• _Supplied text_
━━━

1.6 / 5 (7) Jul 24, 2009

Repulsive interactions between neutrons energize those in neutron stars and prevent their collapse into black holes.

Evidence of repulsive interactions between neutrons in all 3,000 known nuclei is shown here:


With kind regards,
Oliver K. Manuel
4 / 5 (6) Jul 24, 2009
With all due respect Oliver, wtf does that have to do with anything? I find your research interesting and definitely appreciate an "alternative" view, but posting "THA NEUTRONS OUR REPULSIN THREE THOUSANDS ATOMS" in every article is borderline spam.

Anyway, the image gives me chills. Hard to believe there's probably a couple hundred thousand earths in that galaxy, and then another billion other galaxies "out there."

Any difference in the redshit between the two galaxies?
1 / 5 (5) Jul 24, 2009

With all due respect Oliver, wtf does that have to do with anything?

Repulsive interactions between neutrons become important when matter is compressed to nuclear densities.

Repulsive interactions between neutrons become increasingly important as mass increases, from ~1 amu to ~300 amu, across the 3,000 nuclei that represent every atom in the visible universe.

That is why some neutron-rich nuclei spontaneously emit a neutron.

━━━

Records from a point-labeling set

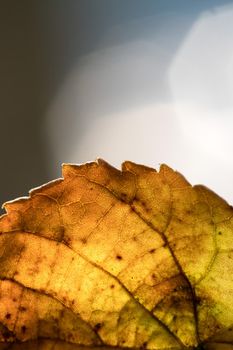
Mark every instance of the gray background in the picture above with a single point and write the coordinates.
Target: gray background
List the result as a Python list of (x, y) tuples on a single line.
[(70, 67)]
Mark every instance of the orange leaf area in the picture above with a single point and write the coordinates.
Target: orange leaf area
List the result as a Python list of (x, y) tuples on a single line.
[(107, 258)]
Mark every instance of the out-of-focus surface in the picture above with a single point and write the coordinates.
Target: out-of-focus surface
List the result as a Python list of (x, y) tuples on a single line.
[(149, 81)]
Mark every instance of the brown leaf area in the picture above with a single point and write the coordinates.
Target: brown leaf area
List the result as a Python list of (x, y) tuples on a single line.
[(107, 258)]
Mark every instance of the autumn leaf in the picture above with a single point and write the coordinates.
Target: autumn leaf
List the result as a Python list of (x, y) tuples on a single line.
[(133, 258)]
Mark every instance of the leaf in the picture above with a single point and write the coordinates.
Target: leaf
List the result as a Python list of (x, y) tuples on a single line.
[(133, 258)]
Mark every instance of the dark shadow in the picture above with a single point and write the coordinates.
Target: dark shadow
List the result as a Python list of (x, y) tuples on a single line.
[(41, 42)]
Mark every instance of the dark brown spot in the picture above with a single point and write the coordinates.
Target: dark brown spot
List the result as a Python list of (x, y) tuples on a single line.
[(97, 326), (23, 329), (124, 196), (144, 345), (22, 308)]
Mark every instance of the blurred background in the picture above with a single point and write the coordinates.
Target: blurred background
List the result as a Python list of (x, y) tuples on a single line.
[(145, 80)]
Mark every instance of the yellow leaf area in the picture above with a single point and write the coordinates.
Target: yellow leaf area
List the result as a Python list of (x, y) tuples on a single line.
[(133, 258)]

━━━

• _What the task asks_
Copy the comment thread word for word from "Any difference in" to "the visible universe.". The listing plays no part in this.

• _Task response_
Any difference in the redshit between the two galaxies?
1 / 5 (5) Jul 24, 2009

With all due respect Oliver, wtf does that have to do with anything?

Repulsive interactions between neutrons become important when matter is compressed to nuclear densities.

Repulsive interactions between neutrons become increasingly important as mass increases, from ~1 amu to ~300 amu, across the 3,000 nuclei that represent every atom in the visible universe.